Copy the lines verbatim, beginning with the line that contains "of the white" and continuing through the end of the data, and only those lines.
────
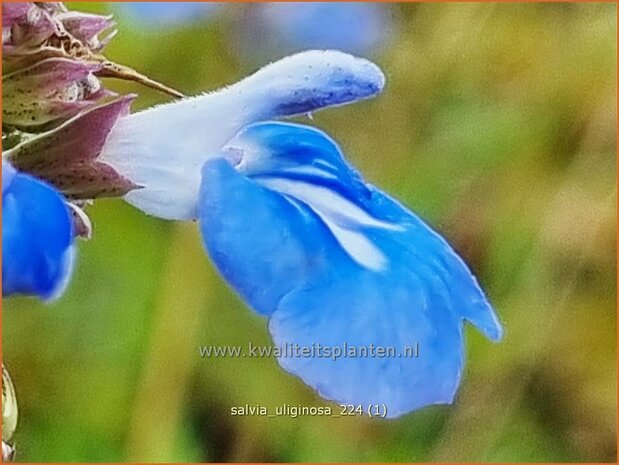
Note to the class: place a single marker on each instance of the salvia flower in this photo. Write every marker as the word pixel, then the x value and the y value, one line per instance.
pixel 334 262
pixel 154 157
pixel 37 237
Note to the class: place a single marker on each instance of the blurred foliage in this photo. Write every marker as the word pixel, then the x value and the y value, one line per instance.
pixel 498 125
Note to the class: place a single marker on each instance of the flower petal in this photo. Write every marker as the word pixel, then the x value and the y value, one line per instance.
pixel 37 237
pixel 335 262
pixel 52 89
pixel 163 148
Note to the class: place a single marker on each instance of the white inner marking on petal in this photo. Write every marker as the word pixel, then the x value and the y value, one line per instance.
pixel 341 216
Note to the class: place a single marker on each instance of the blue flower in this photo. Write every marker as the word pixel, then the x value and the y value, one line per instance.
pixel 157 14
pixel 353 27
pixel 37 237
pixel 332 261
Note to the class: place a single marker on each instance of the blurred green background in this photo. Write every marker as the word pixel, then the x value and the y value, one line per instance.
────
# [PROBLEM SOLUTION]
Note to the class: place a single marker on each instance of the white inner marking on petal in this photo. Write every marker as the word pixel, then the x value and the y value, one line per instance.
pixel 341 216
Note to the class: place a single marker on each instance of the blue flower in this photo. Write every marker as the word pixel, then the x value and the y value, one line per instance.
pixel 157 14
pixel 353 27
pixel 37 237
pixel 332 261
Note to the class: place a single marker on each instance of the blurred green background in this photo. Write every marker as the word pixel, then the x value and the y value, one line per instance.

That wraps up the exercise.